◆ GIVEN EXERCISE 1
Translate this sentence from the write-up on Flickr scraping and Redis storage below into Spanish: "Redis is an easy-to-set-up, disgustingly-fast, in-memory data store."
◆ GIVEN EXERCISE 2
Resume the write-up below on Flickr scraping and Redis storage, beginning right after its final sentence.

Instead I have to use this monstrosity:

    :::python
    thumb_url = "http://farm%s.static.flickr.com/%s/%s_%s_s.jpg" % (
        photo.get('farm'), photo.get('server'), photo.get('id'),
        photo.get('secret'),
    )

I wish there were a better Python Flickr API out there but there doesn't seem to be one.  If I've missed it please let me know!

[Diesel]: http://dieselweb.org/
[Python]: http://python.org/
[Flickr]: http://flickr.com/
[flickrapi]: http://stuvel.eu/projects/flickrapi

### Storing Updates

We need a fast way to store and retrieve updates so AFA can provide a real time view of the conversation happening at AEA.  With this in mind I've chosen [Redis][] to store the updates of the currently-happening event.

Redis is an easy-to-set-up, disgustingly-fast, in-memory data store.  It's similar to [memcached][] but has more intelligent data structures that make my life easier for this project.

As updates (tweets and flickr photos) are scraped by The Nozzletron and The Flickrtron they're placed at the tail end of a Redis list.  That means I can quickly and easily get all the items since item `N` when a user's browser requests them with a single `LRANGE {list-key} N -1` call.

I'm also keeping a few other pieces of information in Redis.  For example, there's a set of photo IDs held in the `{item-key}:flickrtron:grabbed_photos` key that keeps track of all of the photos we've already seen.

◆ PROVIDED DATA

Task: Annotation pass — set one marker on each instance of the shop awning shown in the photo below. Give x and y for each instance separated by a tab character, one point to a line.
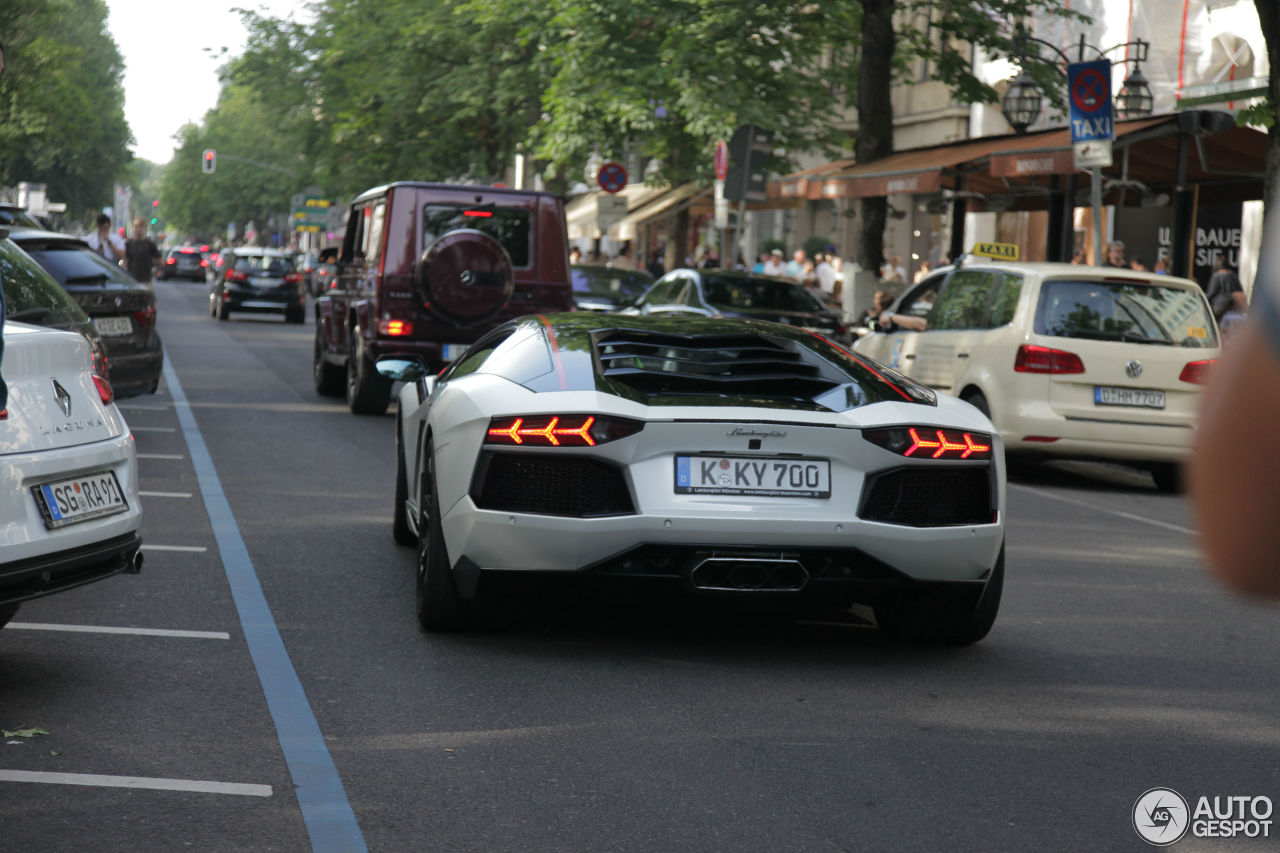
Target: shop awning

◆ EXERCISE ANSWER 1
Redis es un almacén de datos en memoria, fácil de configurar y asquerosamente rápido.

◆ EXERCISE ANSWER 2
This makes it easy to tell if we've already seen a photo (and therefore don't need to query Flickr for more information) -- it's a simple `SISMEMBER {item-key}:flickrtron:grabbed_photos {photo-id}` call.

I'm also using Redis to store statistics about the site like:

* How many tweets we've scraped.
* How many photos we've scraped.
* How many people are currently waiting for updates.

This kind of information will be extremely valuable in the future when we're planning improvements to the site.  Redis makes it fast and safe to update this information using the `INCRBY` and `DECR` commands.

There's one more component to The Nozzletron and The Flickrton that I haven't mentioned.  Both use Redis' `PUBLISH` command to push new updates out to users' browsers as they arrive.  I'll talk more about that in the next section.

[Redis]: http://code.google.com/p/redis/
[memcached]: http://memcached.org/

### Sending Updates to Users

As I mentioned before we want to send updates to users *as soon as they're received*.  To do this I've created another Diesel-based application called **Halley** to handle this [Comet][]-style communication.

Halley has a few components.  The first uses Diesel's [Redis API][dieselredis] to subscribe to a Redis channel like `live:{event-id}:items` and [fire][dieselfire] off messages whenever something new comes in.  As soon as a new update comes in from The Nozzletron or The Flickrtron all of Halley's clients will get it.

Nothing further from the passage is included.